- Task instructions
Reproduce the listing below word for word, from the line containing "One point per instance of the farmer." through the end of the listing, without the pictures.

▼▼▼

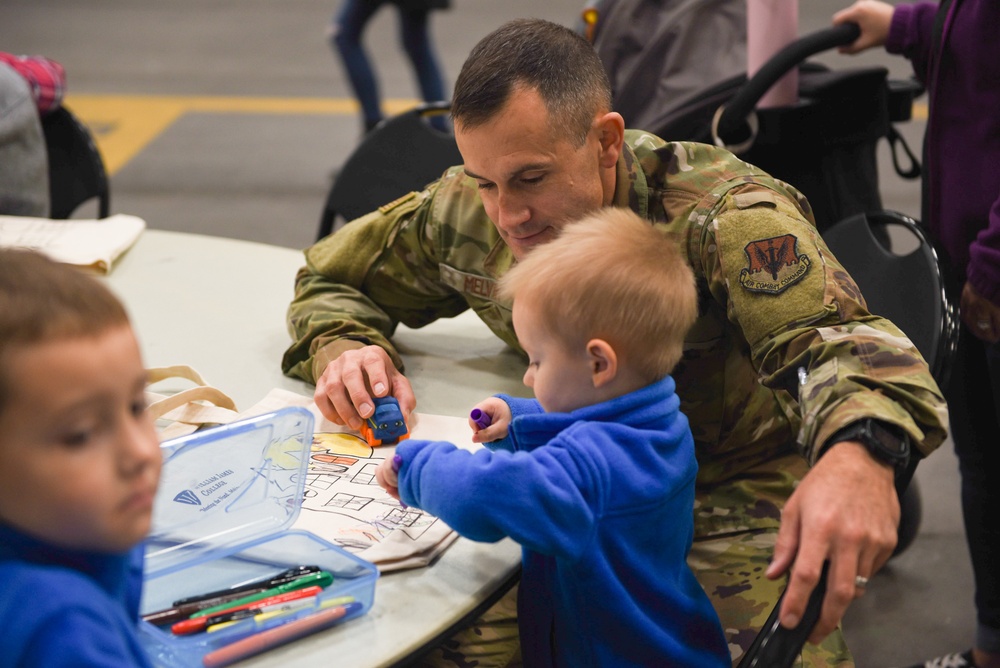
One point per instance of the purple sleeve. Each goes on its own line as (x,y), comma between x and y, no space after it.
(984,258)
(910,35)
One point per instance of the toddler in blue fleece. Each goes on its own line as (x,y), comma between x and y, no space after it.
(595,477)
(79,467)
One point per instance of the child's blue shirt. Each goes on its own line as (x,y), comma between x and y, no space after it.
(602,502)
(62,607)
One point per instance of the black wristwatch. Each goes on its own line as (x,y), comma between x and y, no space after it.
(886,443)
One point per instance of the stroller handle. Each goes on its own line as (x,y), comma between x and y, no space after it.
(733,116)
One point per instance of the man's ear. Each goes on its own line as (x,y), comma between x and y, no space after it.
(611,134)
(603,362)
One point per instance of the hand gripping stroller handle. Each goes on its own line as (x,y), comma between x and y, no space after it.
(734,115)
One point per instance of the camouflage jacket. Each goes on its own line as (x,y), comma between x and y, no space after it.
(784,352)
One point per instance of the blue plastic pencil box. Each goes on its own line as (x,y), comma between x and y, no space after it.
(222,516)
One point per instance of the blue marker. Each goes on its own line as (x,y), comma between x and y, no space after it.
(481,419)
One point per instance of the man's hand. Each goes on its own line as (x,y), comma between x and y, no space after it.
(344,392)
(980,315)
(873,17)
(845,510)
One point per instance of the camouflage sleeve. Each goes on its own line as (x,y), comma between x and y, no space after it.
(360,282)
(810,336)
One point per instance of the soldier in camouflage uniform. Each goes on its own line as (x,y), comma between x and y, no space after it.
(784,353)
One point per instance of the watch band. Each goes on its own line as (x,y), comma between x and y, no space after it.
(884,441)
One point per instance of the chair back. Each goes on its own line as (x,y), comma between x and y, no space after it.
(909,289)
(76,169)
(403,153)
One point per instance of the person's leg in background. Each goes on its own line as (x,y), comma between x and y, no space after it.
(973,394)
(345,37)
(414,29)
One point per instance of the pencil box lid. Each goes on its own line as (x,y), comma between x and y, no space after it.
(228,485)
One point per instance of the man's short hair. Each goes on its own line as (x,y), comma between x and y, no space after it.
(43,301)
(614,276)
(552,59)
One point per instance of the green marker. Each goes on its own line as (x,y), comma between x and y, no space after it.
(321,579)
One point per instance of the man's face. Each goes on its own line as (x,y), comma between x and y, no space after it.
(533,180)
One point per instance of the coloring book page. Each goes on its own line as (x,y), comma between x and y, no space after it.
(344,504)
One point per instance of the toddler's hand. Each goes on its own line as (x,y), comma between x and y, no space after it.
(387,475)
(495,414)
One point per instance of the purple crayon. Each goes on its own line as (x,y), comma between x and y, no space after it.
(481,419)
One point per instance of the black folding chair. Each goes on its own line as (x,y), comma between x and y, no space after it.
(403,153)
(76,169)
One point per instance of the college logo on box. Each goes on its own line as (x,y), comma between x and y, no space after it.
(188,497)
(773,264)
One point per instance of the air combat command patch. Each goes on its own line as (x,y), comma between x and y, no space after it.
(773,264)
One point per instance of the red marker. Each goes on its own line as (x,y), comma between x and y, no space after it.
(197,624)
(279,635)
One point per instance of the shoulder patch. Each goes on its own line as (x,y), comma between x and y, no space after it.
(386,208)
(755,198)
(773,264)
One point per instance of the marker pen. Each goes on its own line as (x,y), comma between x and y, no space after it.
(196,624)
(265,583)
(481,419)
(321,579)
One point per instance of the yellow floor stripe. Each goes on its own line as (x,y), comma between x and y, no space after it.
(123,125)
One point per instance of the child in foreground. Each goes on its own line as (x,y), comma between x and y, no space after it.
(595,478)
(79,467)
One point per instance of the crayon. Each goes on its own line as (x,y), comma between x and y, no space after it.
(481,419)
(279,635)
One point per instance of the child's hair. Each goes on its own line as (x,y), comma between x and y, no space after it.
(612,275)
(42,300)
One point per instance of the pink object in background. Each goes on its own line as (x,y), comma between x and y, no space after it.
(771,25)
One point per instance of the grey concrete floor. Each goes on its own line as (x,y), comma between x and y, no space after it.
(251,170)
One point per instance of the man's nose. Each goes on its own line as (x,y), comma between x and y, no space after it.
(512,211)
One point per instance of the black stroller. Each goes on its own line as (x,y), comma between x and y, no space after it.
(824,145)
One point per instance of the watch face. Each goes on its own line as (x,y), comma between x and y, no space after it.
(888,440)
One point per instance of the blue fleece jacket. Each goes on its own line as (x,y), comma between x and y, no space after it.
(601,500)
(61,607)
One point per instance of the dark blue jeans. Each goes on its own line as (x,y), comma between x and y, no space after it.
(973,395)
(349,25)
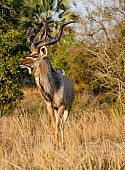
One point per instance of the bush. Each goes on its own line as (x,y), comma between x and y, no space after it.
(13,49)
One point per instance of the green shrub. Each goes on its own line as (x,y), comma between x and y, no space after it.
(13,49)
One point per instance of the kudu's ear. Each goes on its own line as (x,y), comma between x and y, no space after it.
(43,51)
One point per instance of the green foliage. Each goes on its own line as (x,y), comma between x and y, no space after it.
(34,14)
(13,47)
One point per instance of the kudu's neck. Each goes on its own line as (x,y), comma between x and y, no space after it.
(44,78)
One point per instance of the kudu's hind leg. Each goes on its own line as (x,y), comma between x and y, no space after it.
(62,122)
(58,114)
(51,113)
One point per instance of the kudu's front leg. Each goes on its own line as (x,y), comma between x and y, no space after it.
(58,115)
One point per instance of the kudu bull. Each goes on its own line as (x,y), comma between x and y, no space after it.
(55,88)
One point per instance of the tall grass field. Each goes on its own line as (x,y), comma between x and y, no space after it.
(94,139)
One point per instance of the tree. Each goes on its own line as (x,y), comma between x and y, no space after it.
(13,49)
(36,13)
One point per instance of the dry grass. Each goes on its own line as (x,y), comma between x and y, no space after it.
(92,140)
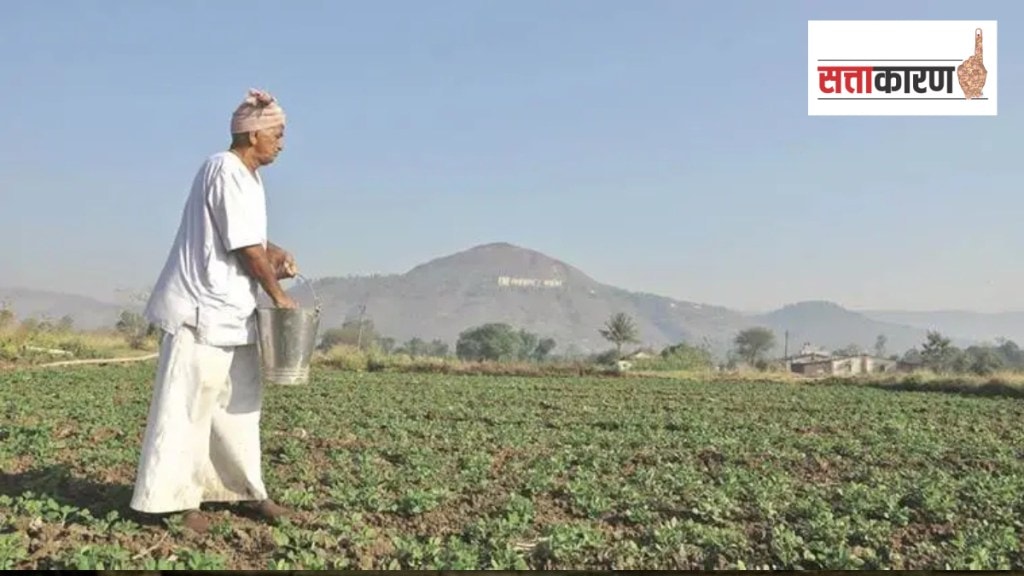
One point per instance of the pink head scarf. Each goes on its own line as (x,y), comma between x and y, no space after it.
(259,111)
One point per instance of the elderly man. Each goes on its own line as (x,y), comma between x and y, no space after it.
(202,440)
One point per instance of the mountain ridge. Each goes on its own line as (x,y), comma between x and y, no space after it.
(503,282)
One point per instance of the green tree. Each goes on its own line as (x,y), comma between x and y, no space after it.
(938,354)
(880,345)
(354,332)
(134,327)
(687,357)
(7,319)
(544,348)
(620,329)
(753,343)
(495,341)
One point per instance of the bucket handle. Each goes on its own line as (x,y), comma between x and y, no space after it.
(310,286)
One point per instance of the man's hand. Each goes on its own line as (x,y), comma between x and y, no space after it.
(256,261)
(285,301)
(282,260)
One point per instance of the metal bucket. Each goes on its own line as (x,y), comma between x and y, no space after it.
(287,340)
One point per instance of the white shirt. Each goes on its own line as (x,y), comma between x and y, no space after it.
(203,283)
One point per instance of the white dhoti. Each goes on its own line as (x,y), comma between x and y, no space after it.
(202,440)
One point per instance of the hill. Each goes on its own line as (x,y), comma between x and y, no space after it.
(88,314)
(505,283)
(972,325)
(501,282)
(832,326)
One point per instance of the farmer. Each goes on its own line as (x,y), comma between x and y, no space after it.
(202,440)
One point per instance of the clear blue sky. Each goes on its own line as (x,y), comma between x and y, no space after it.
(658,146)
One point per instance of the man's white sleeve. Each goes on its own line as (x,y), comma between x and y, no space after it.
(233,212)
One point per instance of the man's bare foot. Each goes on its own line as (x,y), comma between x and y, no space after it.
(266,509)
(196,521)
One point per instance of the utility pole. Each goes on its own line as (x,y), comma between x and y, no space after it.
(358,337)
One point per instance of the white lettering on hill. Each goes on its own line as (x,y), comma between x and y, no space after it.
(528,282)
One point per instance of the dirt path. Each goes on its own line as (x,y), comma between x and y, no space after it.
(91,361)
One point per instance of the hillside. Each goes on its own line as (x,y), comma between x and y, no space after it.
(504,283)
(973,325)
(88,314)
(828,325)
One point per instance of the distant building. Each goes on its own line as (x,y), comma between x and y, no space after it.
(844,365)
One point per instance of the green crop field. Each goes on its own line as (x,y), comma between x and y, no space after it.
(402,470)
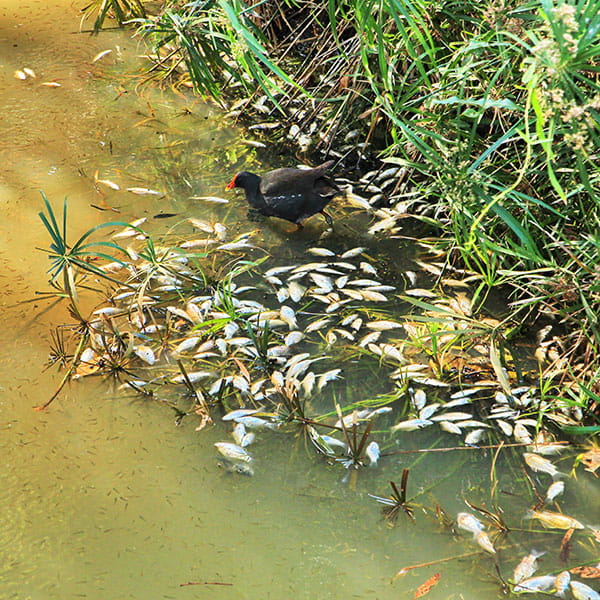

▲▲▲

- Reply to the exercise
One point per instance of the farmer. Each goes on its own line as (x,y), comma between x and y, no space after it.
(202,440)
One point per instance of the clear blue sky. Each goes on its own line as (x,y), comma between x and y, no space after it.
(658,146)
One point per instance of the man's white sleeve. Each goes on its own line as (x,y), comma between x and y, no space after it.
(233,212)
One point per instance of the man's bare foot. Each goes on its own line as (x,y), comma between x and y, no space after it.
(266,509)
(196,521)
One point per instance of the utility pole. Each goes on its own line as (x,y), comma between x and y, no space after it.
(358,337)
One point per instance of the white lettering on hill. Each goes on its own line as (x,y), comma between x and y, no space after it.
(528,282)
One point per instance of the dirt path. Each goes on its own line as (x,y), comma between x and y, no space after it.
(91,361)
One point per instance of the hillside. Each goes on its own line as (x,y), comma between x and y, no space after it.
(504,283)
(973,325)
(88,314)
(828,325)
One point per instance of the distant building. Each goes on its own line as (x,y), comma between x and y, no space after it.
(844,365)
One point per instance of the green crop field. Each goes on its own line as (x,y), comma between x and y, no space after it.
(402,470)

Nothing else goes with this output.